=== Written task ===
Copy verbatim the rows starting at the line that contains "vessel in the photo above." and continuing through the last row, including both of those lines.

(Position annotation rows)
==========
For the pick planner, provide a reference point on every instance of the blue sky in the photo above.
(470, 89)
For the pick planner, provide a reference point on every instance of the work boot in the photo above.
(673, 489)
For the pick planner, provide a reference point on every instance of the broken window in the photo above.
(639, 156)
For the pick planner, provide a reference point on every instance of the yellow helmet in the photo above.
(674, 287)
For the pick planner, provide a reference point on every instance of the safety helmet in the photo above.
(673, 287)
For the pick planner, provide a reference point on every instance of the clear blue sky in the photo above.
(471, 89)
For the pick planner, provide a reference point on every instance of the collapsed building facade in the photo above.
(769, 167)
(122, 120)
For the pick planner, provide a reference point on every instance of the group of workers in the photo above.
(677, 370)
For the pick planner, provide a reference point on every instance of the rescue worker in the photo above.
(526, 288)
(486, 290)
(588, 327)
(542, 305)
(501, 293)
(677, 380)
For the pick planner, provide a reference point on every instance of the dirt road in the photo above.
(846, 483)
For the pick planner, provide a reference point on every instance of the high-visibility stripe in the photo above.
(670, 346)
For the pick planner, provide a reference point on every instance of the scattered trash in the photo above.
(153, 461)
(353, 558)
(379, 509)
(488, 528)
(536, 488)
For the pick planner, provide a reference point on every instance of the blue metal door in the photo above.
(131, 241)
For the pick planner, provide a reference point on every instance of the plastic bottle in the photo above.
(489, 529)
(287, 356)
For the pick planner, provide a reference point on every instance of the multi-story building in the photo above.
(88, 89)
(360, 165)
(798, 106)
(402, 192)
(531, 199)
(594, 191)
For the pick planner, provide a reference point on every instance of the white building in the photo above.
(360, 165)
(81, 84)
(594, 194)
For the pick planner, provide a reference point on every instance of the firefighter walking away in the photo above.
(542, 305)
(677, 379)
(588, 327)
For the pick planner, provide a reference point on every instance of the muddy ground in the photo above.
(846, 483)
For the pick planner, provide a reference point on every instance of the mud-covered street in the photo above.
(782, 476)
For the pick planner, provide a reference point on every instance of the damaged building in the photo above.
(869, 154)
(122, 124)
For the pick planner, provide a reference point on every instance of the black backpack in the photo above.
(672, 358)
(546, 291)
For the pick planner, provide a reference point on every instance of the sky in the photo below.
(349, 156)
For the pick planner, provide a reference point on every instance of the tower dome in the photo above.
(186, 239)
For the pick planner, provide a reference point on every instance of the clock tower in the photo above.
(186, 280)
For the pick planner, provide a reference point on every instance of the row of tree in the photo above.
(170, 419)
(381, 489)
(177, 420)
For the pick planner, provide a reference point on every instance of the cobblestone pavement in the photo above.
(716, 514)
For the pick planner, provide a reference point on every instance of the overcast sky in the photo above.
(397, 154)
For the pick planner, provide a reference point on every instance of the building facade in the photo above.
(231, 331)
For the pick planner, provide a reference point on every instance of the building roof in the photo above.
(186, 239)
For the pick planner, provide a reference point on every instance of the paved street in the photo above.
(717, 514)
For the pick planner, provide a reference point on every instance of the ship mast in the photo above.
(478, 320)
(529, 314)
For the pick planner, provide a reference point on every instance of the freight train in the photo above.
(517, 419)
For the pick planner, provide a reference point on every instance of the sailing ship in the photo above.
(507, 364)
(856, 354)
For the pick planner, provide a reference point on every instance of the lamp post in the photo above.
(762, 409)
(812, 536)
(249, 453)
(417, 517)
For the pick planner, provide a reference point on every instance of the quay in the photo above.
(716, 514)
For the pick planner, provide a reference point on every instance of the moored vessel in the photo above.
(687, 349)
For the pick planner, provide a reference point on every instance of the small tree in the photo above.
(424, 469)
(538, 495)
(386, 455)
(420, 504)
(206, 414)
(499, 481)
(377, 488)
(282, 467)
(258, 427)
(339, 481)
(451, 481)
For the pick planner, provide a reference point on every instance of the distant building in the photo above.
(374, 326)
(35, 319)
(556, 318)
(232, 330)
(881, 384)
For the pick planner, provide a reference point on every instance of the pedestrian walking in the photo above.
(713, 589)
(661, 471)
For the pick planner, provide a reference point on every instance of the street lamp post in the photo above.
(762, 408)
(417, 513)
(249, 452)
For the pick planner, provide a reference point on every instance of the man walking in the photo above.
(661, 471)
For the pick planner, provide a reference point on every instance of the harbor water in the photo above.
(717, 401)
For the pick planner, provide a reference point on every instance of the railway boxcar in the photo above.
==========
=== Exercise solution ===
For the pick planner, provide a reference point on every instance of the moored vessel in the photo above.
(687, 349)
For the pick planner, provide a reference point on every instance of the small tree in the photo above.
(424, 469)
(538, 495)
(386, 455)
(420, 504)
(206, 414)
(499, 481)
(377, 488)
(282, 467)
(258, 427)
(339, 481)
(451, 481)
For the pick planner, provide a reference point on every instance of the distant building in the photo above.
(374, 326)
(35, 319)
(556, 318)
(232, 330)
(881, 384)
For the pick planner, provide a reference point on every instance of the pedestrian walking in the photo above.
(713, 589)
(661, 471)
For the pick planner, provide a reference point on every instance of the street lamp post in the photo above.
(762, 408)
(417, 513)
(249, 452)
For the pick planner, provide a reference point on every instance of the man walking in the photo above.
(661, 471)
For the pick planner, provide a reference point on every instance of the harbor water in the photo above.
(717, 401)
For the pick planner, provide a reference point on every instance of the railway boxcar in the photo above.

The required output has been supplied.